Pointing and labeling entries

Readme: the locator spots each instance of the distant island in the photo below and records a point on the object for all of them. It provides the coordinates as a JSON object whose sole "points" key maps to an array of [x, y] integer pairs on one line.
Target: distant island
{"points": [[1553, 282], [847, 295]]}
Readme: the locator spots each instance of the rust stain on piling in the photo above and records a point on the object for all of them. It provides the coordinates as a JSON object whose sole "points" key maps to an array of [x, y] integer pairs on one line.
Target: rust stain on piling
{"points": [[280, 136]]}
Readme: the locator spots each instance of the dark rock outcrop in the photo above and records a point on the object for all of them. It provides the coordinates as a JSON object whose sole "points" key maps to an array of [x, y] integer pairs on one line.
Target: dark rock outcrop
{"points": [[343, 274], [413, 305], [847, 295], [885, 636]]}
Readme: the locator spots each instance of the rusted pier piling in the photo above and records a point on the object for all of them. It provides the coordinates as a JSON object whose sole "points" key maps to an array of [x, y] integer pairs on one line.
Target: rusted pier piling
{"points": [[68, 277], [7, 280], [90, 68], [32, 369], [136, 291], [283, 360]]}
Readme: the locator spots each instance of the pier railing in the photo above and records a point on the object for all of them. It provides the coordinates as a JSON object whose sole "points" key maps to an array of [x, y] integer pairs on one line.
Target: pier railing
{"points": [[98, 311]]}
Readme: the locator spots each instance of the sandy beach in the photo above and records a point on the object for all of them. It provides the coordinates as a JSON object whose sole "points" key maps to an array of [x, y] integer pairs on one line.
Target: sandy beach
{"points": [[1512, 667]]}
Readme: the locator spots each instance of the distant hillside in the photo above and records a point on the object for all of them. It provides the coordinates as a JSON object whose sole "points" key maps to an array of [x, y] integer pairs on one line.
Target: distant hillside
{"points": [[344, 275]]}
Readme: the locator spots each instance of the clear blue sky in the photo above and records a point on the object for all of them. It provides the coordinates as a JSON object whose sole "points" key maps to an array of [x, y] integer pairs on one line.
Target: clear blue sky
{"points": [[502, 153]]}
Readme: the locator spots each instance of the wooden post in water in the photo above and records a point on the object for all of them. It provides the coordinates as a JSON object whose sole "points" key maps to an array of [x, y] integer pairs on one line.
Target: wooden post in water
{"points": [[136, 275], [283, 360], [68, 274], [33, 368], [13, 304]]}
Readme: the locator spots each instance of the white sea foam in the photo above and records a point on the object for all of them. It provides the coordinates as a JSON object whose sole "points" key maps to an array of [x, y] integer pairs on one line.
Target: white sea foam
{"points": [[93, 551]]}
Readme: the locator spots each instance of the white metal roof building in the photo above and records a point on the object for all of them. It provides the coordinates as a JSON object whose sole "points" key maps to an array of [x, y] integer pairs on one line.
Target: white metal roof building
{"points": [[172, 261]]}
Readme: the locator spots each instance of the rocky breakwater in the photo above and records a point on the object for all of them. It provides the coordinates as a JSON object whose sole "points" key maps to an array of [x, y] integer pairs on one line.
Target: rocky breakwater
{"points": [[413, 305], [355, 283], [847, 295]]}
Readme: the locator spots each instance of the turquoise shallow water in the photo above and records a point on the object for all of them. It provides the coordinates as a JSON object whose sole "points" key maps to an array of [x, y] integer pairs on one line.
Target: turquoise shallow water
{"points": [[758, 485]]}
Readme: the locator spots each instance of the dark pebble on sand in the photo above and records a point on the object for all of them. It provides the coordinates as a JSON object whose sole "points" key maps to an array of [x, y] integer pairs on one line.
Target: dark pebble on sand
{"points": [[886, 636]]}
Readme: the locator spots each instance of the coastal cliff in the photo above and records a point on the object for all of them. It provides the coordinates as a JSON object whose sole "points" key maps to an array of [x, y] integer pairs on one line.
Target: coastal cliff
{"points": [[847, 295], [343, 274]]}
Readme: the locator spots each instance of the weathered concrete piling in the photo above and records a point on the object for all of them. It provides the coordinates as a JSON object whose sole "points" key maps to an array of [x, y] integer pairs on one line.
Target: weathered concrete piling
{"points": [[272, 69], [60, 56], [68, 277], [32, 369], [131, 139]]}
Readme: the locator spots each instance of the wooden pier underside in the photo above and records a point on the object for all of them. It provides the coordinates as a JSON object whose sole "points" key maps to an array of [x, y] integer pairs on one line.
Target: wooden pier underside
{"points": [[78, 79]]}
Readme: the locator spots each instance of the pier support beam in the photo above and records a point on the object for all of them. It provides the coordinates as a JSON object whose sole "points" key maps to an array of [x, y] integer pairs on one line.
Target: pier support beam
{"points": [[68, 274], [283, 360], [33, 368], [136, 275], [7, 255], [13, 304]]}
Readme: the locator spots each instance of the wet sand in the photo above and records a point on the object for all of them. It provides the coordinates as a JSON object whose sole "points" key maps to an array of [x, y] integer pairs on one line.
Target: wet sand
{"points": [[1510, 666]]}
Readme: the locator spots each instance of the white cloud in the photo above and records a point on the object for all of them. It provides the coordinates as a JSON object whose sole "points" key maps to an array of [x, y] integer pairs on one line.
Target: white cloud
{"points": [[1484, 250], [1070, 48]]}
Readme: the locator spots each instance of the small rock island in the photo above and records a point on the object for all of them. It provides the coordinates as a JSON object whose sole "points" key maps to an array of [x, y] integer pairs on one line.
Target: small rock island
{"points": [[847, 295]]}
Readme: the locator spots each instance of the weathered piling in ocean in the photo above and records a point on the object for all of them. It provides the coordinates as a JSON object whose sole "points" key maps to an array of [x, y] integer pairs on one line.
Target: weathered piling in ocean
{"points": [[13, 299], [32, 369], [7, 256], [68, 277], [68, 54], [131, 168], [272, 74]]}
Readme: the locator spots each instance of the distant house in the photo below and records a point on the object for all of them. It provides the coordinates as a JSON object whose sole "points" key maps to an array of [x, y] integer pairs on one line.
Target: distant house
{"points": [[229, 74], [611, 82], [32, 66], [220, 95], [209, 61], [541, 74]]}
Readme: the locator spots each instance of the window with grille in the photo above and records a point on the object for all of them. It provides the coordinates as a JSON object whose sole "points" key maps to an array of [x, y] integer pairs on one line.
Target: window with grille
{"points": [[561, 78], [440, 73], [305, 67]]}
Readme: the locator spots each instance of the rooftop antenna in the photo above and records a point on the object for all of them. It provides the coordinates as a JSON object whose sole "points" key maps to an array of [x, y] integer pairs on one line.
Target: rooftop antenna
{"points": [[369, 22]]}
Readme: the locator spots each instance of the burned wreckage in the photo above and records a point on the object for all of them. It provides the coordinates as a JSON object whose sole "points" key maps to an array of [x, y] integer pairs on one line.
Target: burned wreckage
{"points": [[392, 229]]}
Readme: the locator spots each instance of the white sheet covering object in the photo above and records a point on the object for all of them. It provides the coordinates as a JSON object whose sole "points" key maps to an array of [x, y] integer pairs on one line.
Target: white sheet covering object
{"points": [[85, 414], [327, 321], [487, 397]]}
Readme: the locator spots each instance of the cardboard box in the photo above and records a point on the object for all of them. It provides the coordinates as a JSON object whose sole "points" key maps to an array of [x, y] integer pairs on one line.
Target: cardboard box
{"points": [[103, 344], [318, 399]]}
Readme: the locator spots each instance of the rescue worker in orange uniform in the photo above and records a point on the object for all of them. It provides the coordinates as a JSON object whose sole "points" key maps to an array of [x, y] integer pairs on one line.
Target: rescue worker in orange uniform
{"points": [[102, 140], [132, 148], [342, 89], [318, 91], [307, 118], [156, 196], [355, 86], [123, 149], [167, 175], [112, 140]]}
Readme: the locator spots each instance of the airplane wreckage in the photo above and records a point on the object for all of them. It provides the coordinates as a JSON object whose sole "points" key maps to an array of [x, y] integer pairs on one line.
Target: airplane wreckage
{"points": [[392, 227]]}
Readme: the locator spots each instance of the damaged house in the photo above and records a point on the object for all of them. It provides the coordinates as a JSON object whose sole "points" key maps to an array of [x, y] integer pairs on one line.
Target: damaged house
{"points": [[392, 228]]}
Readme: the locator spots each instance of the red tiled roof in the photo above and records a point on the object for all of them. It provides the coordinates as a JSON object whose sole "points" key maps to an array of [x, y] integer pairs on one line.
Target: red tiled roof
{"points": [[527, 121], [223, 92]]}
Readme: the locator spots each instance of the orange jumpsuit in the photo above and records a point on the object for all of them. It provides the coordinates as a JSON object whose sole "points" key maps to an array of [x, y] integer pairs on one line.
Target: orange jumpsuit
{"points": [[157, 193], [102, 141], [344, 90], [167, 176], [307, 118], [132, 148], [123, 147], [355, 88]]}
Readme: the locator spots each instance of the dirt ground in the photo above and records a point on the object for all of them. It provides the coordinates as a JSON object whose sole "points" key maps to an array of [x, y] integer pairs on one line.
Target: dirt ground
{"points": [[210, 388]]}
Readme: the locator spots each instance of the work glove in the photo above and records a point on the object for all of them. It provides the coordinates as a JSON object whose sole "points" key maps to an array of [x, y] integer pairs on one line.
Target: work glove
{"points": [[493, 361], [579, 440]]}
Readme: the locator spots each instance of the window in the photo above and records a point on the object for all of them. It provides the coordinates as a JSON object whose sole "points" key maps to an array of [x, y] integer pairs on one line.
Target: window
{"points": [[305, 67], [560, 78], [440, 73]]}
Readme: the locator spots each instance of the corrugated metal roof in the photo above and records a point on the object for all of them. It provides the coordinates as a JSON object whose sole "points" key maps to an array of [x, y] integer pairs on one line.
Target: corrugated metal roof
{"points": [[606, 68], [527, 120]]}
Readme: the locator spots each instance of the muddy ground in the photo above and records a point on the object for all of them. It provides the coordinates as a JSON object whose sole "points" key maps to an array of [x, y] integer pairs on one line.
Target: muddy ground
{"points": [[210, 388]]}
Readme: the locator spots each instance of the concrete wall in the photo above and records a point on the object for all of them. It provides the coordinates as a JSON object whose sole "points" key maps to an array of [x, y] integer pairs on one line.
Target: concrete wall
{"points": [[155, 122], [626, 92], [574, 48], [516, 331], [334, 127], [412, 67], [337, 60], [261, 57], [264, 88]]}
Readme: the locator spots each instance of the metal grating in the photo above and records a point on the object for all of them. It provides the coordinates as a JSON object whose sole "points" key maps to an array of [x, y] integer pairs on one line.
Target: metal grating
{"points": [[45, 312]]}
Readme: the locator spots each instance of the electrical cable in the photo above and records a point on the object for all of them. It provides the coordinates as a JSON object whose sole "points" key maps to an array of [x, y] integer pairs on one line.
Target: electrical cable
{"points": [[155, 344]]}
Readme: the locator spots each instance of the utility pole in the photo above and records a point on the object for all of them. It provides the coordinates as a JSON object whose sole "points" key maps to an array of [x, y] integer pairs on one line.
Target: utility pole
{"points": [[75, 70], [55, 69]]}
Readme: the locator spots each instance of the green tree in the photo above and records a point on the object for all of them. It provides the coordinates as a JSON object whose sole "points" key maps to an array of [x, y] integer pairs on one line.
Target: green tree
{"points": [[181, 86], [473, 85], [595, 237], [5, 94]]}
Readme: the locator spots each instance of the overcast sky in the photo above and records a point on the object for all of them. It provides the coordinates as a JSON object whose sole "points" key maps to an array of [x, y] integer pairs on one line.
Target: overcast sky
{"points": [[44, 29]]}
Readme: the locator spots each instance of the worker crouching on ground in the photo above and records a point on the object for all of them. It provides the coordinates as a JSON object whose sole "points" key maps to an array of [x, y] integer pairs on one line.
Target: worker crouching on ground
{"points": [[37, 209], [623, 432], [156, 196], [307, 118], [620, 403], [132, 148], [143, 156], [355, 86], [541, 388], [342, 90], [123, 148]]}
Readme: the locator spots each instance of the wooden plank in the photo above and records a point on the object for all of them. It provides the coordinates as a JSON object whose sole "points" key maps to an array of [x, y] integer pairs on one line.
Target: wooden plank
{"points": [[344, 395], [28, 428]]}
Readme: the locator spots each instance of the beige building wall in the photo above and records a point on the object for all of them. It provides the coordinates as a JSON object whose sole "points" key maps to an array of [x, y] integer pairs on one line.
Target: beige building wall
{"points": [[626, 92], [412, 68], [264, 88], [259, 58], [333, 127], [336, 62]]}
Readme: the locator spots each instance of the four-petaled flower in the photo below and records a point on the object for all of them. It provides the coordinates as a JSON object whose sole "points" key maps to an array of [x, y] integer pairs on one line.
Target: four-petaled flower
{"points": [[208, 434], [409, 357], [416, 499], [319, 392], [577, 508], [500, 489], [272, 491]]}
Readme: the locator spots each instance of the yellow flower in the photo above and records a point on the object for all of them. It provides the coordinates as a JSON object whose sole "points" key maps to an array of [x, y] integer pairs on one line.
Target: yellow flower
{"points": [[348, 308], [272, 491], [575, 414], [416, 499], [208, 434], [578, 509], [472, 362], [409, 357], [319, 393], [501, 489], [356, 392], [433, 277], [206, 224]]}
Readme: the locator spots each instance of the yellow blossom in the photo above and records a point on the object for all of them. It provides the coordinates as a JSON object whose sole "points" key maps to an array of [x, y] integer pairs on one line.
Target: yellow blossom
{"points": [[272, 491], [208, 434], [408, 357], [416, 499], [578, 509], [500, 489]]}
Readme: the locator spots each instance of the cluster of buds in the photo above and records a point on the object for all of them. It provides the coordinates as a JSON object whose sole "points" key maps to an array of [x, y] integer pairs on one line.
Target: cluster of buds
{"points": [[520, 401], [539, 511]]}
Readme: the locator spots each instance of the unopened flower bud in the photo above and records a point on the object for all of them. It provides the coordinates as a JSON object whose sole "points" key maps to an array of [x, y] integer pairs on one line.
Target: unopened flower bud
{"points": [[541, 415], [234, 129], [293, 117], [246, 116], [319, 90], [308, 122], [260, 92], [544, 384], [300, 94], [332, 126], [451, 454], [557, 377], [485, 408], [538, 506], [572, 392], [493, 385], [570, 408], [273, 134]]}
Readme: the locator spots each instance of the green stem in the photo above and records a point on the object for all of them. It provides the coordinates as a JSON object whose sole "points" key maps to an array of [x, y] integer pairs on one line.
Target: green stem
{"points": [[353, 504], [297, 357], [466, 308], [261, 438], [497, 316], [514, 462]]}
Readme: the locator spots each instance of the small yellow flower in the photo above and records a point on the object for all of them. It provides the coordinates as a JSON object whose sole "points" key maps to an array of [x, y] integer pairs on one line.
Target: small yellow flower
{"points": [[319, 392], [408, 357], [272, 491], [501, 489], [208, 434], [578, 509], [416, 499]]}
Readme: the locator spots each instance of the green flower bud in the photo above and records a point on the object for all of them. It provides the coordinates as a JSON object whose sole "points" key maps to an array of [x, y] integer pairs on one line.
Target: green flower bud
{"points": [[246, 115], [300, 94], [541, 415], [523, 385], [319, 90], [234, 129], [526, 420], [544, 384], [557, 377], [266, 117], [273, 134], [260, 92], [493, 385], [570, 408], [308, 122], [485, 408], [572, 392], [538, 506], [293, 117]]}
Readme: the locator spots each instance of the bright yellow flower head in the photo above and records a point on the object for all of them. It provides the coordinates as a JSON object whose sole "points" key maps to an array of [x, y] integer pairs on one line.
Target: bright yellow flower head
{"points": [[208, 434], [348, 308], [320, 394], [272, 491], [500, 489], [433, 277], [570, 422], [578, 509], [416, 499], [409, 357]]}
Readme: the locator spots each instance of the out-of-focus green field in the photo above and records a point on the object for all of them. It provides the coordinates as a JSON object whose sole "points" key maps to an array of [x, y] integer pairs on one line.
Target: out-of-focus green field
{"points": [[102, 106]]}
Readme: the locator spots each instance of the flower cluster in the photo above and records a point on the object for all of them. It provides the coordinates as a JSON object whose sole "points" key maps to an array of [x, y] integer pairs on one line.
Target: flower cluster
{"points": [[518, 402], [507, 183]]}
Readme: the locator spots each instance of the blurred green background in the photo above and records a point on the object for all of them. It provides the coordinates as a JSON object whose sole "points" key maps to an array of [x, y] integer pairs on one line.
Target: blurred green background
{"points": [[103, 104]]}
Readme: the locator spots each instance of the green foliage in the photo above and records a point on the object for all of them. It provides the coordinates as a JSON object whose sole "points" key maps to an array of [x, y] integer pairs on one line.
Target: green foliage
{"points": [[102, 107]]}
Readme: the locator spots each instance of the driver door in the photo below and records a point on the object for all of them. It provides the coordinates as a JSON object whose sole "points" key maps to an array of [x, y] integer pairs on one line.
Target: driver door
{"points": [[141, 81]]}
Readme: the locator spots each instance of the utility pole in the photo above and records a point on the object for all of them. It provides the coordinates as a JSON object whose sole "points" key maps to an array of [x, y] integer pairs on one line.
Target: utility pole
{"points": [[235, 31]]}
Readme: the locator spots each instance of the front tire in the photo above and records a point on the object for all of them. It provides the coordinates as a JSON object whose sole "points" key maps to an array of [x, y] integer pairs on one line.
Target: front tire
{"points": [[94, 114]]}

* _OBJECTIVE_: Give again, word for word, every line from the one holding "Readme: the locator spots each instance of the front" to the end of the data.

* _REPLY_:
Readme: the locator spots each instance of the front tire in the photo above and records a point on the object for all of them. It provides the coordinates as a JSON object whose sole "points" key maps to an array of [x, y] integer pairs on one line.
Target: front tire
{"points": [[94, 114]]}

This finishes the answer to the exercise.